** begin Page **
Wole Soyinka and Sally Rooney will headline the Southbank Centre’s autumn season, while the organisation has also announced its London Literature Festival, which this year takes its theme and title from Rooney’s novel Conversations With Friends (Faber).
The season will see Nobel-Prize winning author Soyinka launch his first novel for 48 years, to be published in the UK by Bloomsbury. Also on the bill are novelists including Ruth Ozeki and Helen Oyeyemi, plus new talent Caleb Azumah Nelson, Vanessa Onwuemezi and Naomi Ishiguro.
The UK virtual launch of Soyinka's latest work, Chronicles from the Land of the Happiest People on Earth, will be live streamed from the Southbank Centre in partnership with Guardian Live. The novel will be published on 28th September, the same day as the event, by Bloomsbury and PRH US, backed by a major publicity campaign.
Rooney will appear in conversation with author Emma Dabiri about her forthcoming novel, Beautiful World, Where are You, in an event attended by a live audience and available as a live stream on 7th September.
Kicking off the autumn season, actor and director David Harewood will discuss his memoir and the impact of racism on Black mental health with David Olusoga, in partnership with Black Minds Matter, on 2nd September. Bernardine Evaristo will reveal how she stayed true to herself and made history in the process, celebrating her new book Manifesto on Never Giving Up (Penguin) in conversation with author and journalist Afua Hirsch on 3rd October.
** end Page **
** begin Dataset records **
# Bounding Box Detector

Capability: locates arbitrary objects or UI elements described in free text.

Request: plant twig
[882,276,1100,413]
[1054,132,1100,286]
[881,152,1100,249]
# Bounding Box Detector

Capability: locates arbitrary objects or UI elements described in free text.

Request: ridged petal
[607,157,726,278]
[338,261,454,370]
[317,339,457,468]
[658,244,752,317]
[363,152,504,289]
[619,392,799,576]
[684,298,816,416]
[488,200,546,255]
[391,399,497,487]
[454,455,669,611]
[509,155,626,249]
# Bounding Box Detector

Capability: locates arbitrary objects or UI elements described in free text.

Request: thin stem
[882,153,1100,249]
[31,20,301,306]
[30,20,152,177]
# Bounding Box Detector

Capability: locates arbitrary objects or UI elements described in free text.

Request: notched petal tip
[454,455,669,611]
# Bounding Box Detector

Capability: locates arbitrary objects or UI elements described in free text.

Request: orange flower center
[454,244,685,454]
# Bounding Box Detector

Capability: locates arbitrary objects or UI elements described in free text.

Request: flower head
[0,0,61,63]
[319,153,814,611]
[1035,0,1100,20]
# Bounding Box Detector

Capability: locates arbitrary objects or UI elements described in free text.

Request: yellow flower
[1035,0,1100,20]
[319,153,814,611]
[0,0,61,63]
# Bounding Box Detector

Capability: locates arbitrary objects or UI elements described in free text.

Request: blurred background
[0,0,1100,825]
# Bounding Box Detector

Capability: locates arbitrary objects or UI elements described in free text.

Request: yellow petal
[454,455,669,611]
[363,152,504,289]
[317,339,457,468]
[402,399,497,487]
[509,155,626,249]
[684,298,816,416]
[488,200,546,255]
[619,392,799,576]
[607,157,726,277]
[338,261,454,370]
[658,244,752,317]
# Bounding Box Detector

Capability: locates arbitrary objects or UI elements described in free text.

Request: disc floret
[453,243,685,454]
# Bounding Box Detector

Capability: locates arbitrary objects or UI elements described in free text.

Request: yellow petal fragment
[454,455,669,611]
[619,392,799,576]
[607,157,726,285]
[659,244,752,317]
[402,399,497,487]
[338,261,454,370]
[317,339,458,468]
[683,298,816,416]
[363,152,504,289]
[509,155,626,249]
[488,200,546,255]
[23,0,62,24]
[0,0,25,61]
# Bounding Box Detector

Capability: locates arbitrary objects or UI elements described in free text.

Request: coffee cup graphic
** end Dataset records **
Directions:
1. List every publisher named in the Southbank Centre announcement.
2. Revise the stretch of the Southbank Centre announcement from "Rooney will appear" through "on 3rd October.", replacing "memoir" with "autobiography".

Task solutions:
1. Faber, Bloomsbury, PRH US, Penguin

2.
Rooney will appear in conversation with author Emma Dabiri about her forthcoming novel, Beautiful World, Where are You, in an event attended by a live audience and available as a live stream on 7th September.
Kicking off the autumn season, actor and director David Harewood will discuss his autobiography and the impact of racism on Black mental health with David Olusoga, in partnership with Black Minds Matter, on 2nd September. Bernardine Evaristo will reveal how she stayed true to herself and made history in the process, celebrating her new book Manifesto on Never Giving Up (Penguin) in conversation with author and journalist Afua Hirsch on 3rd October.